>>>

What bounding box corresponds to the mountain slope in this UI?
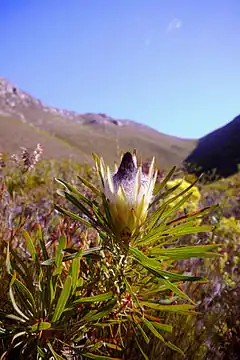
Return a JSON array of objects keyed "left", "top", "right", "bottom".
[
  {"left": 0, "top": 77, "right": 196, "bottom": 166},
  {"left": 185, "top": 115, "right": 240, "bottom": 177}
]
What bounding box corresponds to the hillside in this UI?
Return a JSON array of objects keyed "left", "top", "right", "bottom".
[
  {"left": 185, "top": 115, "right": 240, "bottom": 177},
  {"left": 0, "top": 77, "right": 196, "bottom": 166}
]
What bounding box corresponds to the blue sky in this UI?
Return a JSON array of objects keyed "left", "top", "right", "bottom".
[{"left": 1, "top": 0, "right": 240, "bottom": 138}]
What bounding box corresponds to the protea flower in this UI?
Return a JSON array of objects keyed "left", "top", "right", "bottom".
[{"left": 96, "top": 151, "right": 158, "bottom": 242}]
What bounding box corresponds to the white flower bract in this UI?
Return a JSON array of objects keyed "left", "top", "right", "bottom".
[{"left": 96, "top": 152, "right": 158, "bottom": 237}]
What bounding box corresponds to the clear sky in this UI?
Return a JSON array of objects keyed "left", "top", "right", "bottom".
[{"left": 1, "top": 0, "right": 240, "bottom": 138}]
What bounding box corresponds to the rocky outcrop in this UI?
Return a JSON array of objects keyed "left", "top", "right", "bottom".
[{"left": 0, "top": 77, "right": 126, "bottom": 127}]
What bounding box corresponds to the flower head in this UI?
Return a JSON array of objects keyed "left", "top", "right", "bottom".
[{"left": 96, "top": 151, "right": 158, "bottom": 240}]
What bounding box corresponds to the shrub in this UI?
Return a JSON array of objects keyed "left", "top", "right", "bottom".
[
  {"left": 0, "top": 150, "right": 222, "bottom": 359},
  {"left": 166, "top": 179, "right": 201, "bottom": 213}
]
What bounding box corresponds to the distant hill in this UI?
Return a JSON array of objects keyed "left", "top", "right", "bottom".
[
  {"left": 0, "top": 77, "right": 196, "bottom": 167},
  {"left": 185, "top": 115, "right": 240, "bottom": 177}
]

<<<

EXERCISE
For this exercise, repeat exactly the lines of the data above from the one with "What bounding box corresponds to the white" down to the one with "What bounding box corresponds to the distant", both end lines included.

EXPECTED ANSWER
What bounding box corresponds to the white flower bract in this UI?
Return a JSON array of objects keyed "left", "top", "right", "bottom".
[{"left": 96, "top": 152, "right": 158, "bottom": 237}]
What bounding box corresponds to the clear sky in this UI?
Return a JSON array of objects keyed "left", "top", "right", "bottom".
[{"left": 1, "top": 0, "right": 240, "bottom": 138}]
What bounding box corresponds to the rocky outcrop in this UI?
Return a JSON array of objects keyed "left", "top", "right", "bottom".
[{"left": 0, "top": 77, "right": 126, "bottom": 127}]
What bounding box corresponds to the flower head in this UI?
Return a JSON array of objects keyed "left", "top", "right", "bottom".
[{"left": 96, "top": 151, "right": 158, "bottom": 240}]
What bounding box corresponds to the shrub in this UI?
Return a JSON array of objects keyed "left", "top", "right", "bottom".
[
  {"left": 0, "top": 150, "right": 222, "bottom": 359},
  {"left": 166, "top": 179, "right": 201, "bottom": 213}
]
What bounding box corresponds to the distant hill in this UI?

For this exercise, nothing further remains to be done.